=== Instruções da tarefa ===
Coloque numa tabela Markdown as linhas dos registros, começando pelo início dos registros e indo até a linha que contém "column 668, row 200", inclusive. Use as colunas Nº, com o número de cada linha, e Conteúdo, com a própria linha, e deixe de fora as linhas em branco.

=== Dados fornecidos ===
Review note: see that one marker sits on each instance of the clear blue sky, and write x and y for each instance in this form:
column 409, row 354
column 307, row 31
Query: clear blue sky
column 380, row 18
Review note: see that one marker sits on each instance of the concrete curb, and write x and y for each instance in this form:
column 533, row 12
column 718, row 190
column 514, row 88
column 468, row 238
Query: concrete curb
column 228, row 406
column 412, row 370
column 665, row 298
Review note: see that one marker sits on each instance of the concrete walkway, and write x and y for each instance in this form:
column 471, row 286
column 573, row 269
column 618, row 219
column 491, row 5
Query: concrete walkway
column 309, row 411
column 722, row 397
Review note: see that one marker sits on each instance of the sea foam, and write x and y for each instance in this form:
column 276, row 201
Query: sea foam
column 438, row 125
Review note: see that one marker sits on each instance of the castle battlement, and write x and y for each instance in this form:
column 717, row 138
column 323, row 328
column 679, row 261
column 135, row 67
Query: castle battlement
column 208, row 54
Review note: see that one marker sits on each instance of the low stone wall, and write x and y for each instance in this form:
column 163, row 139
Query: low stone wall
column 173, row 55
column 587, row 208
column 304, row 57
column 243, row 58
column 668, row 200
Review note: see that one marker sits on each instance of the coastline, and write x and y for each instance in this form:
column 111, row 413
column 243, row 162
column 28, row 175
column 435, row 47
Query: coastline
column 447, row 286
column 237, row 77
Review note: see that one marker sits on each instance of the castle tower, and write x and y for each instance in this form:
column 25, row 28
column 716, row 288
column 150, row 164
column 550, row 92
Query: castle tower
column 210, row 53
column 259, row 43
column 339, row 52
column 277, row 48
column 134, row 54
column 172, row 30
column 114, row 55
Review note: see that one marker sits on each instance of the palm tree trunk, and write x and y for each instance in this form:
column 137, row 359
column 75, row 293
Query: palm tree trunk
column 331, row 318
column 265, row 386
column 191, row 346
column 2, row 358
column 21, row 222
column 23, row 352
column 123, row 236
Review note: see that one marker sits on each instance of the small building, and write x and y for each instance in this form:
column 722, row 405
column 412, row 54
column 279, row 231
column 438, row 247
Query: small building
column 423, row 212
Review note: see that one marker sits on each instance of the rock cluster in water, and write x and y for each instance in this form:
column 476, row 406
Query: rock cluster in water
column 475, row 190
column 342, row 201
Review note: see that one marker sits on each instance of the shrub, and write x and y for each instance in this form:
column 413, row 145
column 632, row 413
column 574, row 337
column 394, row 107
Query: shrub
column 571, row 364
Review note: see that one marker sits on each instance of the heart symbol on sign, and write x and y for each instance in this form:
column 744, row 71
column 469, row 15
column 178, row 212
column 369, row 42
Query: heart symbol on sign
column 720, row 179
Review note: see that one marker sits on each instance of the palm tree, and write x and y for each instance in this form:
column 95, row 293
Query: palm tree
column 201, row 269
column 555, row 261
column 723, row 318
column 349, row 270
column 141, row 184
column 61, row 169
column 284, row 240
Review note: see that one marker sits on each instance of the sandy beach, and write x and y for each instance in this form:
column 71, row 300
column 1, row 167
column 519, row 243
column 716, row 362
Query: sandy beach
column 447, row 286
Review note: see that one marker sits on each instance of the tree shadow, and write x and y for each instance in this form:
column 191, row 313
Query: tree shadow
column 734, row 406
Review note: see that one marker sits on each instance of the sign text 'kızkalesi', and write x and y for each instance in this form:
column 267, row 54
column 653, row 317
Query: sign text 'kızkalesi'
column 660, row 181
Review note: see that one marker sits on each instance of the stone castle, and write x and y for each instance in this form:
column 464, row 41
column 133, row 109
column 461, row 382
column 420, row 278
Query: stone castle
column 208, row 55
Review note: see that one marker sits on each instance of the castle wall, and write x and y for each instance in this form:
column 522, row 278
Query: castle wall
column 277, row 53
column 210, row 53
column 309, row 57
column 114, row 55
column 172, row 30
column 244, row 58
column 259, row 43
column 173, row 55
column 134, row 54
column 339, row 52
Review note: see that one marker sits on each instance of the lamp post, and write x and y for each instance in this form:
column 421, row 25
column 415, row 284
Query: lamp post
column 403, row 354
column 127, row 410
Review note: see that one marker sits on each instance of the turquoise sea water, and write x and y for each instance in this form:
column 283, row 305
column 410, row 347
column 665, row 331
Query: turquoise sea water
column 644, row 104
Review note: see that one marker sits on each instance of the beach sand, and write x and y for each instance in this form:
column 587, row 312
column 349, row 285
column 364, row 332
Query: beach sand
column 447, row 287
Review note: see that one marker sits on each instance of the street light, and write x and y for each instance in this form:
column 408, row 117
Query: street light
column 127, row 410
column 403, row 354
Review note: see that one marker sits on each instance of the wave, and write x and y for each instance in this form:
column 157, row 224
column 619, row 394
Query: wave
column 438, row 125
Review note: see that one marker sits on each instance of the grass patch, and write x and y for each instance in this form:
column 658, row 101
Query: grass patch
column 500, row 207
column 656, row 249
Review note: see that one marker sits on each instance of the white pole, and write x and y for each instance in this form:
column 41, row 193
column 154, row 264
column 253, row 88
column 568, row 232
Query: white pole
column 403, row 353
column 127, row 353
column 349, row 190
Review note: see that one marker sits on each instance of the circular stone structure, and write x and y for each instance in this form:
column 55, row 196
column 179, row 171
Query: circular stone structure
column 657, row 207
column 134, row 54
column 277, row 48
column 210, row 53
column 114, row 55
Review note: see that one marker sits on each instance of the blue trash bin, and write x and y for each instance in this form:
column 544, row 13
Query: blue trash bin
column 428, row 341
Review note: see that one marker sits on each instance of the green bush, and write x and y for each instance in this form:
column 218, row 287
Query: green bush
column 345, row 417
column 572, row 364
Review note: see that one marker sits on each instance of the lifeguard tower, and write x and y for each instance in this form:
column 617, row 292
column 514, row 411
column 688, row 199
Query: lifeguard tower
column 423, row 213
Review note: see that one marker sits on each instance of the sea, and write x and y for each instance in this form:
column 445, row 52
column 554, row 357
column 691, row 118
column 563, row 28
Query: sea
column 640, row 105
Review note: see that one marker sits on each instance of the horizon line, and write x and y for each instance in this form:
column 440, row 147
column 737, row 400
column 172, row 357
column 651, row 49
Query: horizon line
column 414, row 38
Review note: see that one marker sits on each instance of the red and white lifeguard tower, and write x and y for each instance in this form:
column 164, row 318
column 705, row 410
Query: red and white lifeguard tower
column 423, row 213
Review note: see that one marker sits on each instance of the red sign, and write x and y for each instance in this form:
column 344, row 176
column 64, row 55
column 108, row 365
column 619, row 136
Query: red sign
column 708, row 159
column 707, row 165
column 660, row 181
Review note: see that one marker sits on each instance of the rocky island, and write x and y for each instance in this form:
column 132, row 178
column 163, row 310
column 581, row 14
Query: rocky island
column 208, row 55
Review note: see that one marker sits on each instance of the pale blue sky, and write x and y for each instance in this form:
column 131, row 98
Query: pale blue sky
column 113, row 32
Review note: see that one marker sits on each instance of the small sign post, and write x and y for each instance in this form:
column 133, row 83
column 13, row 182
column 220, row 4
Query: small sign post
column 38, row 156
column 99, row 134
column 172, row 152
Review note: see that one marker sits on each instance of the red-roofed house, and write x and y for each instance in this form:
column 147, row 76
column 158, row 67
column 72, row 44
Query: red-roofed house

=== Resposta escrita ===
| Nº | Conteúdo |
|---|---|
| 1 | Review note: see that one marker sits on each instance of the clear blue sky, and write x and y for each instance in this form: |
| 2 | column 409, row 354 |
| 3 | column 307, row 31 |
| 4 | Query: clear blue sky |
| 5 | column 380, row 18 |
| 6 | Review note: see that one marker sits on each instance of the concrete curb, and write x and y for each instance in this form: |
| 7 | column 533, row 12 |
| 8 | column 718, row 190 |
| 9 | column 514, row 88 |
| 10 | column 468, row 238 |
| 11 | Query: concrete curb |
| 12 | column 228, row 406 |
| 13 | column 412, row 370 |
| 14 | column 665, row 298 |
| 15 | Review note: see that one marker sits on each instance of the concrete walkway, and write x and y for each instance in this form: |
| 16 | column 471, row 286 |
| 17 | column 573, row 269 |
| 18 | column 618, row 219 |
| 19 | column 491, row 5 |
| 20 | Query: concrete walkway |
| 21 | column 309, row 411 |
| 22 | column 722, row 397 |
| 23 | Review note: see that one marker sits on each instance of the sea foam, and write x and y for each instance in this form: |
| 24 | column 276, row 201 |
| 25 | Query: sea foam |
| 26 | column 438, row 125 |
| 27 | Review note: see that one marker sits on each instance of the castle battlement, and write x and y for each instance in this form: |
| 28 | column 717, row 138 |
| 29 | column 323, row 328 |
| 30 | column 679, row 261 |
| 31 | column 135, row 67 |
| 32 | Query: castle battlement |
| 33 | column 208, row 54 |
| 34 | Review note: see that one marker sits on each instance of the low stone wall, and write x and y for each instance in this form: |
| 35 | column 163, row 139 |
| 36 | Query: low stone wall |
| 37 | column 173, row 55 |
| 38 | column 587, row 208 |
| 39 | column 304, row 57 |
| 40 | column 243, row 58 |
| 41 | column 668, row 200 |